## UIT TE VOEREN
In wiens opdracht onderzocht Regioplan volgens de tekst over het klachtenstelsel hoe scholen met klachten omgaan?

## BRONTEKST
Het klachtenstelsel in het po en vo nader bekeken

23-08-2022

Elke school is verplicht om een klachtenregeling in te stellen, maar de manier waaróp klachten in de praktijk worden afgehandeld verschilt nogal. In opdracht van het ministerie van OCW dook Regioplan in de wondere wereld van het klachtenstelsel. Wat speelt er binnen de scholen? En: wat kan er beter?

Klachten over de kwaliteit van het onderwijs. Zorgen over hoe de school pestgedrag aanpakt. Een arbeidsconflict tussen leerkracht en directie.

Op elke school doen zich zo nu en dan problemen voor. Ouders, personeelsleden en leerlingen kunnen in zo’n geval een klacht indienen bij een klachtencommissie, vertelt Denise Bijman, onderzoeker binnen ons team Onderwijs en Arbeidsmarkt. “Elke school is namelijk wettelijk verplicht om een klachtenregeling in te stellen en om deze schriftelijk – bijvoorbeeld in de schoolgids of op de website – vast te leggen.”

Veel vrijheid

Verder is er echter maar weinig geregeld en hebben scholen veel vrijheid om zo’n klachtenregeling in te vullen. Zo worden veel klachten afgehandeld door een van de twee landelijke klachtencommissies, maar er zijn ook regionale klachtencommissies. Sommige scholen hebben zelfs een eigen commissie die klachten afhandelt.

Een pluriform landschap kortom. In opdracht van het ministerie van OCW onderzocht Regioplan hoe het klachtenstelsel in zowel het primair als het voortgezet onderwijs eruitziet, hoe scholen met klachten omgaan, en wat er eventueel verbeterd zou kunnen worden.

Interviews

Om een antwoord te vinden op die vragen bestudeerde het onderzoeksteam om te beginnen tientallen websites en schoolgidsen en werden de jaarverslagen van klachtencommissies geanalyseerd, vertelt Denise. “Ook hebben we een enquête uitgezet onder vertrouwenspersonen – die een belangrijke rol spelen in het interne klachtenproces op scholen – en leden van de medezeggenschapsraad, die de klachtenregeling formeel goedkeuren. Ten slotte hebben we tientallen betrokkenen geïnterviewd: vertegenwoordigers van schoolbesturen, vakbonden en ouderorganisaties, vertrouwenspersonen, MR-leden, leden van klachtencommissies en ouders. Kortom: iedereen die ook maar iets te maken heeft met het klachtenstelsel.”

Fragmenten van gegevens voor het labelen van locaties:
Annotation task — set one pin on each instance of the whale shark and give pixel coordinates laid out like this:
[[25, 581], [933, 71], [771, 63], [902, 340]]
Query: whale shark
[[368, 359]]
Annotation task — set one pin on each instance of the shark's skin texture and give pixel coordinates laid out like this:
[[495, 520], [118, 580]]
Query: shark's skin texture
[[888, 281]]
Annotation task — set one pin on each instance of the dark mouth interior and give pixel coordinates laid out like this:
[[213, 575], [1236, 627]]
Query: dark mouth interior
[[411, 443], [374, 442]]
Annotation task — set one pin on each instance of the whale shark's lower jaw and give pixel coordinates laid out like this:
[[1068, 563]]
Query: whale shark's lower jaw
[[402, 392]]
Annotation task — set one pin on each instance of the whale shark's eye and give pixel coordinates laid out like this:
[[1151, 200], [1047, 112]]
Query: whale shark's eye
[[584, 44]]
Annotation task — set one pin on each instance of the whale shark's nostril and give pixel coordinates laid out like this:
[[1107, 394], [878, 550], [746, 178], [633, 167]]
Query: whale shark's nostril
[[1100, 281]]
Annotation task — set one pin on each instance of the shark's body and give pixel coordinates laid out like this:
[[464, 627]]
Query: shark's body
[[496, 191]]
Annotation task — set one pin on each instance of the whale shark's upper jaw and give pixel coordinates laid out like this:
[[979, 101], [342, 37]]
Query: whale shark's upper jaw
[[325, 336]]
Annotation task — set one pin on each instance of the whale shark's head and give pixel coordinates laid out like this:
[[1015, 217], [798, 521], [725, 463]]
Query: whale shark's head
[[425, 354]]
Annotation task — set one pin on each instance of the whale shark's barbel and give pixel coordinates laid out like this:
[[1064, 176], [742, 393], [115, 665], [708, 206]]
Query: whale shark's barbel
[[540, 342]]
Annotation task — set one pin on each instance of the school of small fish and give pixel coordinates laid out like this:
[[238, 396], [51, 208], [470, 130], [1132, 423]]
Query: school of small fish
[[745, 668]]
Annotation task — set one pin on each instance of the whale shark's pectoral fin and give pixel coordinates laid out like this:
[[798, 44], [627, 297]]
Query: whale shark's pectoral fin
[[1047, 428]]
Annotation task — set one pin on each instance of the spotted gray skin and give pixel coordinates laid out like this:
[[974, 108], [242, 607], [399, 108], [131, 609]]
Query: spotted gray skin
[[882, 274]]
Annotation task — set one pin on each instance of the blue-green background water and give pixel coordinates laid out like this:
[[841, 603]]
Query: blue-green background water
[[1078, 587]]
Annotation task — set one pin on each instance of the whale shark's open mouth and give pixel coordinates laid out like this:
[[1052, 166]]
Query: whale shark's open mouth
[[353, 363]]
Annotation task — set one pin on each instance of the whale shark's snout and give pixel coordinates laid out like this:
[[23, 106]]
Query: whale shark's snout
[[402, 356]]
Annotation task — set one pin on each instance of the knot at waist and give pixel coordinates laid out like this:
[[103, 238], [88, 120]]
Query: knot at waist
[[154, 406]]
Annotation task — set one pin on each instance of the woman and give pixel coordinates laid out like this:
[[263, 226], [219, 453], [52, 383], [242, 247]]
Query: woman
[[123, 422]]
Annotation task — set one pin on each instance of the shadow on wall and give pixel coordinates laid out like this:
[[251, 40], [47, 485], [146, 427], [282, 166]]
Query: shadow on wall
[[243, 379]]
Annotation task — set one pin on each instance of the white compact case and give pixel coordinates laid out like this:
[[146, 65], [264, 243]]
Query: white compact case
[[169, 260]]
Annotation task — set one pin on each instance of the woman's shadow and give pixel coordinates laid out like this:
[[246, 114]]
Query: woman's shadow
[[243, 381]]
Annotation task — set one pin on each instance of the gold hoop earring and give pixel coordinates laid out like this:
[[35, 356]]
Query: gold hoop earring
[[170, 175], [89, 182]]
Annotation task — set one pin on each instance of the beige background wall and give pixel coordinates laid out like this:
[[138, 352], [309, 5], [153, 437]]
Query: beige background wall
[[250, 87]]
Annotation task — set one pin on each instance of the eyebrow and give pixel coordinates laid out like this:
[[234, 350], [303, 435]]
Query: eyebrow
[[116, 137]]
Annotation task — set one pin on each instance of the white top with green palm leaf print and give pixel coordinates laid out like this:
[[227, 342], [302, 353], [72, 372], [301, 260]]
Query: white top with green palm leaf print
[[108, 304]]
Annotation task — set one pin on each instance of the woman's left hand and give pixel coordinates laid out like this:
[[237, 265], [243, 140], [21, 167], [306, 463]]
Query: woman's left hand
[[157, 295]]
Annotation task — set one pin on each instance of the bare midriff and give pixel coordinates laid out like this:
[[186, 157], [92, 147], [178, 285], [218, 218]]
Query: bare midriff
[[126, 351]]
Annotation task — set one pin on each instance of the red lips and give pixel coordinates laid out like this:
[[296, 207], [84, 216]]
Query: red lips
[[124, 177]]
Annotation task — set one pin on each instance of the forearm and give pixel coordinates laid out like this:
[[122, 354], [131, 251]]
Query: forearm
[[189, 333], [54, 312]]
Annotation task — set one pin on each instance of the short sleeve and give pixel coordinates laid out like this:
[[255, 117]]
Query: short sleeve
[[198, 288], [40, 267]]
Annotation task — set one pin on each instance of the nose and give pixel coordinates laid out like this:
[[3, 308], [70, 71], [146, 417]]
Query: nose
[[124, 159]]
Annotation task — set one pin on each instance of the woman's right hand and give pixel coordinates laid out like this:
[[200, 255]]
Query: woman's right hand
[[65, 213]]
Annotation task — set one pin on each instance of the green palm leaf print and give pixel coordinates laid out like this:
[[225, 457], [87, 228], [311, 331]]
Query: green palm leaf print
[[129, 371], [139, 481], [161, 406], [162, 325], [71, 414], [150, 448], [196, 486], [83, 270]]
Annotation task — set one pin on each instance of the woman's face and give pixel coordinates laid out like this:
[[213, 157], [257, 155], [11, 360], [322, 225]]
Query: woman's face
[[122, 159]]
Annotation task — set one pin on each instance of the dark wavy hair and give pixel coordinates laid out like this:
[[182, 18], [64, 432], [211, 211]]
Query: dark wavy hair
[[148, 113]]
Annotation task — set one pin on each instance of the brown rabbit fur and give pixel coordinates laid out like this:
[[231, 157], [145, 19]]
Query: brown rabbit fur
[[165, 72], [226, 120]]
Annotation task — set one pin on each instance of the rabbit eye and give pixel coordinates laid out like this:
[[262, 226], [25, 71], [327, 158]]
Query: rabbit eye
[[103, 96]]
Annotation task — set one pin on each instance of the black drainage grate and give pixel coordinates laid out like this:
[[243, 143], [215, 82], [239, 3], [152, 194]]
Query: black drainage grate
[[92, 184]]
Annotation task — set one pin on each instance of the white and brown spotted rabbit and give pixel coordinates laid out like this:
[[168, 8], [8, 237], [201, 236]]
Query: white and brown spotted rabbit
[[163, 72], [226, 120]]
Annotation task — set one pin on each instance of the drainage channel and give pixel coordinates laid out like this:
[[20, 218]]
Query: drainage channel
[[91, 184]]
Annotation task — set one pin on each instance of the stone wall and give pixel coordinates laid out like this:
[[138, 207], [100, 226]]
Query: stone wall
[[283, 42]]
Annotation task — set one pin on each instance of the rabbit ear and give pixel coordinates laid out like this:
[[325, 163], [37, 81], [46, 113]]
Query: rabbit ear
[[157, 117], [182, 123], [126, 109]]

## ANTWOORD OEFENING
In opdracht van het ministerie van OCW.